Your goal — Write out the records from their start through the line containing "pixel 509 247", substituting "plastic bottle" for "yellow bottle" and leaving everything else unchanged.
____
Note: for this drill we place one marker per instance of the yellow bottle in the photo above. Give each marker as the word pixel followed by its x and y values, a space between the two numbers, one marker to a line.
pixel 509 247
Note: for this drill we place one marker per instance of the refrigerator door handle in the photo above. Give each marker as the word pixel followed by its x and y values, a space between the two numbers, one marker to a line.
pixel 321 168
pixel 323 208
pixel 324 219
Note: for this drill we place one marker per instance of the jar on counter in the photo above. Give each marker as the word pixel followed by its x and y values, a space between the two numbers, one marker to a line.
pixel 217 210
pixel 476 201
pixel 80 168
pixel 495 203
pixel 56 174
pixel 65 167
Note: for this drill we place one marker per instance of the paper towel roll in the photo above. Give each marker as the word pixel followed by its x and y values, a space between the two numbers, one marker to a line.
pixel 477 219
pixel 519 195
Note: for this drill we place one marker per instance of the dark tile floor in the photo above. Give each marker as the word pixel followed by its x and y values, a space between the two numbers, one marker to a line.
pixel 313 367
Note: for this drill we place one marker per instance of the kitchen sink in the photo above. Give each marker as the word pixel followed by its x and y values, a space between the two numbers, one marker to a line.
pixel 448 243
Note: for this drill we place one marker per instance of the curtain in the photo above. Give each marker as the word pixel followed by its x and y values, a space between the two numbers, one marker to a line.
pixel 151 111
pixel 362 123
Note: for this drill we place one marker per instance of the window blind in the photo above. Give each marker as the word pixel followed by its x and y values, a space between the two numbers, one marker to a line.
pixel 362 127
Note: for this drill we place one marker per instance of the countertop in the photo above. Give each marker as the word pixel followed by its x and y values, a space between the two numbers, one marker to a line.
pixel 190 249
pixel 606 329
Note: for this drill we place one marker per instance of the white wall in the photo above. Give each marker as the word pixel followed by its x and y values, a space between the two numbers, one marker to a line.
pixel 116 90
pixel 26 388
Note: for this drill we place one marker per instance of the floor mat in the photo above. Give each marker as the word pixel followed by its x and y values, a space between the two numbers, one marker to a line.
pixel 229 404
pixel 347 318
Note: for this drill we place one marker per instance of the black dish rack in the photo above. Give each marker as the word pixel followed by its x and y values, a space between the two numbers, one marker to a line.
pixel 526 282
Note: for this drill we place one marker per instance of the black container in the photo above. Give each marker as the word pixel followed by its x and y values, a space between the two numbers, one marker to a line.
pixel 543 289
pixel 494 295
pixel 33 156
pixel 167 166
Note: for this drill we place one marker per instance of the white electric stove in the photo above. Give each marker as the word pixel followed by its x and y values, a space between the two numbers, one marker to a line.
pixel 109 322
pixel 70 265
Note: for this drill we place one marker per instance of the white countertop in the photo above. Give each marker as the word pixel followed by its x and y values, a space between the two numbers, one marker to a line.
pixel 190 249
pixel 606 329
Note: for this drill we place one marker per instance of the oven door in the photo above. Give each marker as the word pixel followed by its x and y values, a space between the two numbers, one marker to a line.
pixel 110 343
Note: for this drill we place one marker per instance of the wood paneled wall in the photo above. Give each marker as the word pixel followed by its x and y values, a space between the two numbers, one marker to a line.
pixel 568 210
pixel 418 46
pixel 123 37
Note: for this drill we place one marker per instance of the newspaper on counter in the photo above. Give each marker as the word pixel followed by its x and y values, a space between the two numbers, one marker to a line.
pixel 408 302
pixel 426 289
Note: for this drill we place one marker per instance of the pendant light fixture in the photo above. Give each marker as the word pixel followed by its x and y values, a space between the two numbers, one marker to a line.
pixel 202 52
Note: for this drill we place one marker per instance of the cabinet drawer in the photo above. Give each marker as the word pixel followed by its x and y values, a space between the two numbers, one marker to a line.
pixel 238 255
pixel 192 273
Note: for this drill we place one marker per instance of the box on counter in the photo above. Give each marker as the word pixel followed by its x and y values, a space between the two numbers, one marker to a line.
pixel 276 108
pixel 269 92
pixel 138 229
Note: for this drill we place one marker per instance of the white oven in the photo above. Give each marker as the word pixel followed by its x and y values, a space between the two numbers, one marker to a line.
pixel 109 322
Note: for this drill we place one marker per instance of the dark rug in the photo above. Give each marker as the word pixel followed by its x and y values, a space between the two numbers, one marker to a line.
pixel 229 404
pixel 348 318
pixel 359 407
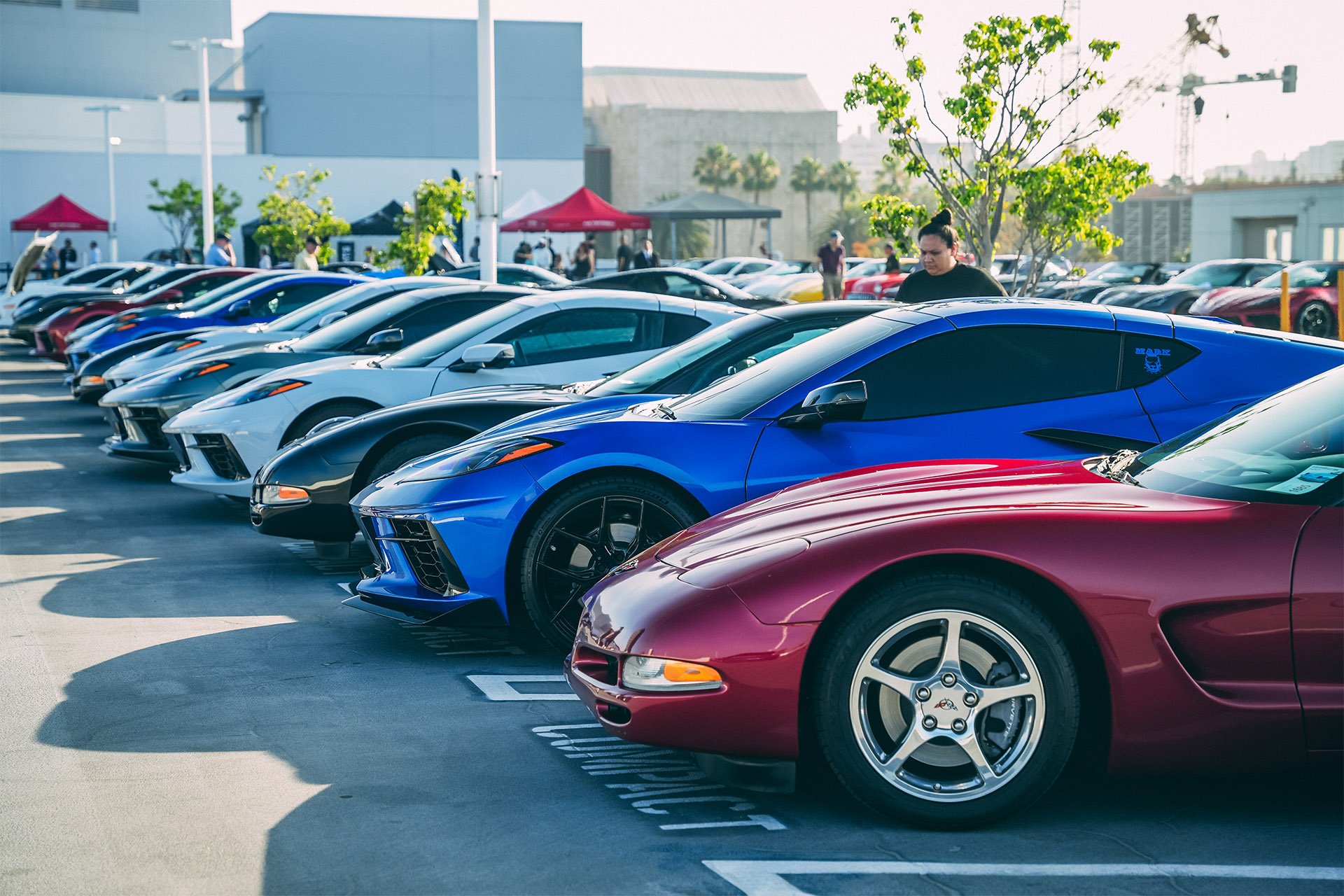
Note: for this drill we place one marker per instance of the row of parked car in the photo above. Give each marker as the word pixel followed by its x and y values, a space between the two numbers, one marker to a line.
____
Worked answer —
Note: for this drill we place one marker per instance of the plastic bottle in the photo above. Give each marker as the word pixel followed by its x and y values, a space between the two numbers, one marker to a line.
pixel 509 247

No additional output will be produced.